▸ Excerpt to read:
‘Mouse!’, penned & directed by Max Fisher, is a tender British drama short that draws surprising emotional weight from the smallest of stories. The film follows Moni (Sanish Shah), a young boy enduring the stillness of COVID lockdown with his family. In the opening, he plays on the street with his grandfather (Sanjay Batra), their bond warm and unspoken. When his grandfather suddenly dies from the virus, Moni is left with a silence that neither he nor his father Rajiv (Vikash Bai) can easily fill.
Adrift in grief and too young to fully understand death, Moni discovers a mouse in his bedroom. Rather than fear it, he builds it a play area, talking to it as though it were a new companion. To Moni, the mouse is comfort, a source of love and distraction in a world that has grown smaller and more uncertain. His father sees it differently.
When Rajiv uncovers the mouse hidden away in a shoebox, he immediately turns to traps, determined to get rid of what he considers an intruder. Rajiv finds himself caught between two generations, shaped by a father unlike himself and raising a son who is also nothing like him, creating a layered and relatable portrait of family connection.
The acting makes the story credible and heartfelt. Sanish Shah is endearing and authentic, his wide-eyed presence drawing the viewer into Moni’s perspective. Vikash Bai gives Rajiv a layered intensity, a father struggling to balance grief with the demands of parenting. Rakhee Thakrar lends strength as Priya, the mother who steadies the household with grace.
Fisher’s direction is careful and restrained, allowing the emotional beats to unfold naturally. Luke Jacobs’ cinematography is especially striking, capturing the confinement of lockdown with intimacy and warmth. The close framing and gentle lighting bring a sense of both closeness and suffocation, while the high production values give the short a polished finish.
‘Mouse!’ is a beautifully made short, honest and moving. It transforms a child’s friendship with a mouse into a story about loss, love, and the fragile ways families reach for each other in times of uncertainty. Unmissable viewing.

▸ What this task involves: In the review of the short film "Mouse!" above, which actor plays Priya, Moni's mother?

▸ Data listing:
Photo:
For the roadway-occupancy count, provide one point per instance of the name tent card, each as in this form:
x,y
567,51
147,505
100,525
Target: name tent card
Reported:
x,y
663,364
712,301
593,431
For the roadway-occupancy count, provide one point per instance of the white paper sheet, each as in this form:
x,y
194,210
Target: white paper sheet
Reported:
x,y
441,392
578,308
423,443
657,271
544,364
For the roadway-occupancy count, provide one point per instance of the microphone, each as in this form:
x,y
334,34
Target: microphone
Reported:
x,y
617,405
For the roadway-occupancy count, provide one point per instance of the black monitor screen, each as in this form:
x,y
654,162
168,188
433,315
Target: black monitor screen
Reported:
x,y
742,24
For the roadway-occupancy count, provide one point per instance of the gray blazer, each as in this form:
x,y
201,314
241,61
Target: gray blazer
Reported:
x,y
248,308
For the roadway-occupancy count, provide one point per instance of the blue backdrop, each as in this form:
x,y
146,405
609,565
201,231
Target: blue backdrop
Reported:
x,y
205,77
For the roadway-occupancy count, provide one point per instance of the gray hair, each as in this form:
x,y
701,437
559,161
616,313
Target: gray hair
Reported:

▸ Answer section: Rakhee Thakrar